[Collected data entries]
— start —
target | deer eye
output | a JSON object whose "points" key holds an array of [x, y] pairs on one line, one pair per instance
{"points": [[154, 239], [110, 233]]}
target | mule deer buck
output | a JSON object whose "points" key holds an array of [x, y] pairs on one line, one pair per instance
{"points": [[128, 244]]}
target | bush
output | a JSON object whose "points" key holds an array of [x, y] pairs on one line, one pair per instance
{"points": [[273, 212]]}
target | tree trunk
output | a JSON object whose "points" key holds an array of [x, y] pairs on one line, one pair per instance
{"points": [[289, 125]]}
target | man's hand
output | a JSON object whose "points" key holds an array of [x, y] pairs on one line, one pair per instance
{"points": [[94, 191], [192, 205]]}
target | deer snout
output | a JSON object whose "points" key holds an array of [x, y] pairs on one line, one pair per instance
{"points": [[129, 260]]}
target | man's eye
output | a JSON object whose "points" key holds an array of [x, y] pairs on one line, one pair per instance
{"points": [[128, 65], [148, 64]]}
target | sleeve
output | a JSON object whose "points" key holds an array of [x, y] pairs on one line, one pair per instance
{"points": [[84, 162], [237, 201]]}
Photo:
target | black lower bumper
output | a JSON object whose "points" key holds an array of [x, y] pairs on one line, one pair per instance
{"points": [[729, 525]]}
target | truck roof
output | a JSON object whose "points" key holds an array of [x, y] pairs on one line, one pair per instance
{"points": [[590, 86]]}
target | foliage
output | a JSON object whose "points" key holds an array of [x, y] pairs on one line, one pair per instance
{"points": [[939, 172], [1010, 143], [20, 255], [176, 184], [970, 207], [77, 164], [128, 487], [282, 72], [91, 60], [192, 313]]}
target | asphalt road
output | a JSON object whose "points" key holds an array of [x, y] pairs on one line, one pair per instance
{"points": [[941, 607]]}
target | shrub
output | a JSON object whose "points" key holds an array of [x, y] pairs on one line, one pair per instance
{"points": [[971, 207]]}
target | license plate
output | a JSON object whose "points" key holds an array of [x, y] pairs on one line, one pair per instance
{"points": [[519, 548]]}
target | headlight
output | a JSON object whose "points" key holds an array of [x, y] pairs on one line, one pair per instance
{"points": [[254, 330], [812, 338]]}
— end —
Reproduce the data from the line containing "target | sleeve" through the end of the data, replacing "asphalt road" with "paved road" and leaving everything else unchanged.

target | sleeve
output | a JSON object whose "points" key holds an array of [x, y] pairs on one line, one pair per instance
{"points": [[84, 162], [237, 201]]}
Photo:
target | black lower bumper
output | a JSON object whose "points" key holds an array of [x, y] pairs on one line, one pair per instance
{"points": [[729, 525]]}
target | truck roof
output | a JSON object whose "points" key holds an array of [x, y] pairs on one line, one pair per instance
{"points": [[590, 86]]}
target | foliage
output | a JSON object whose "points" key holds an array of [x, y] pairs on one line, one pair per instance
{"points": [[939, 172], [1010, 143], [20, 255], [176, 184], [970, 207], [77, 164], [128, 487], [282, 72], [91, 60], [192, 313]]}
target | paved road
output | a JSON object whose "points" key holds an array of [x, y] pairs on one line, one pair per instance
{"points": [[941, 607]]}
target | shrub
output | a JSON object whose "points" key holds an array of [x, y] pairs on one line, one pair per instance
{"points": [[971, 207]]}
target | license plate
output | a JSON object whose "points" key holds an array of [x, y] pairs on one line, one pair per instance
{"points": [[519, 548]]}
target | headlight
output | a JSON object whose "points" key holds an array of [x, y] pairs on one line, one pair per instance
{"points": [[254, 330], [812, 338]]}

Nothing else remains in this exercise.